▶
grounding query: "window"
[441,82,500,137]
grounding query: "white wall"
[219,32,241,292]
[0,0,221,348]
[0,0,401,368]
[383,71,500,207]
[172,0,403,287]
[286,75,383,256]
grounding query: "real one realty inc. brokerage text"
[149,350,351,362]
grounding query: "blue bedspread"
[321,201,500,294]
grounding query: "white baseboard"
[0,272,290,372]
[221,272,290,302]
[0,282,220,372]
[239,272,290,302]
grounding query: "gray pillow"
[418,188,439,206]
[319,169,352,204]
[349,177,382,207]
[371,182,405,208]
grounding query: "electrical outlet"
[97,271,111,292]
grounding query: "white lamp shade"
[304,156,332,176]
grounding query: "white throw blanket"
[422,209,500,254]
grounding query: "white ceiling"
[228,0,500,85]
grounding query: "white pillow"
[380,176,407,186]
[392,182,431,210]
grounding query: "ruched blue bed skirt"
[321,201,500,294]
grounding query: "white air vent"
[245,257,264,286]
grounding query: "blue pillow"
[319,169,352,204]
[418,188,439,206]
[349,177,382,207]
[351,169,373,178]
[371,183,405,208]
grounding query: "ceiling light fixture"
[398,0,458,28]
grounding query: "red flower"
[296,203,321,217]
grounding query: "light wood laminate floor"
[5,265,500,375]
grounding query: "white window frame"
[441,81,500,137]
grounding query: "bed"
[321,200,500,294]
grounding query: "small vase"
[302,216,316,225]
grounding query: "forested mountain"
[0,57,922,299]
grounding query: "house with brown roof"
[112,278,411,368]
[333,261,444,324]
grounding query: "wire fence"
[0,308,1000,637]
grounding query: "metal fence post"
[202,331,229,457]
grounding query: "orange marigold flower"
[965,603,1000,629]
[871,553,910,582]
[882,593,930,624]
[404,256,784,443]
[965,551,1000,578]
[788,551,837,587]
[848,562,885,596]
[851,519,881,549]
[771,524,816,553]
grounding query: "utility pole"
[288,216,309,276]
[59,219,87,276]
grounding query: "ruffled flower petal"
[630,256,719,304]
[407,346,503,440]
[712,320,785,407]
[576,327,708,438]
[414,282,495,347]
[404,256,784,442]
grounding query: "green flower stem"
◀
* _WRITTEN PROBLEM_:
Rewrite every line of the records above, switching "grounding query" to "label request" wherever it occurs and keeping everything else the same.

* _SOLUTION TO THIS EXERCISE_:
label request: "window"
[441,82,500,137]
label request: "white wall"
[219,32,241,292]
[0,0,221,348]
[0,0,401,368]
[383,71,500,207]
[172,0,403,287]
[286,75,383,256]
label request: "real one realty inc. brokerage text"
[149,350,351,362]
label request: "blue bedspread"
[321,201,500,294]
label request: "white baseboard"
[0,272,290,372]
[221,272,290,302]
[0,282,220,372]
[239,272,290,302]
label request: "gray pillow"
[418,188,439,206]
[319,169,352,204]
[349,177,382,207]
[371,182,405,208]
label request: "electrical outlet"
[97,271,111,292]
label request: "white lamp shade"
[304,156,332,176]
label request: "white throw blanket"
[422,209,500,254]
label request: "white ceiling"
[228,0,500,85]
label request: "white pillow"
[380,176,407,186]
[392,182,431,210]
label request: "ruched blue bed skirt"
[321,201,500,294]
label request: "white air vent"
[245,257,264,286]
label request: "blue pillow"
[319,169,352,204]
[418,188,439,206]
[349,177,382,207]
[351,169,373,178]
[371,183,405,208]
label request: "ceiling light fixture"
[398,0,458,28]
label request: "red flower"
[296,203,321,217]
label request: "light wood laminate floor"
[5,265,500,375]
label request: "white window frame"
[441,81,500,137]
label request: "bed"
[321,200,500,294]
label request: "small vase"
[302,216,316,225]
label request: "forested mountain"
[0,57,922,299]
label request: "house with brown roof"
[112,278,411,368]
[333,261,444,324]
label request: "wire fence"
[0,308,1000,637]
label request: "metal fence post"
[202,331,229,457]
label request: "orange marigold flower"
[965,603,1000,629]
[871,553,910,582]
[882,593,930,624]
[404,256,784,443]
[965,551,1000,578]
[788,551,837,587]
[848,562,885,596]
[851,519,881,549]
[771,524,816,553]
label request: "utility pole"
[288,216,309,276]
[59,219,87,276]
label request: "ruffled flower petal"
[630,256,719,304]
[407,346,503,440]
[712,320,785,407]
[576,327,708,438]
[414,282,495,347]
[404,256,784,442]
label request: "green flower stem"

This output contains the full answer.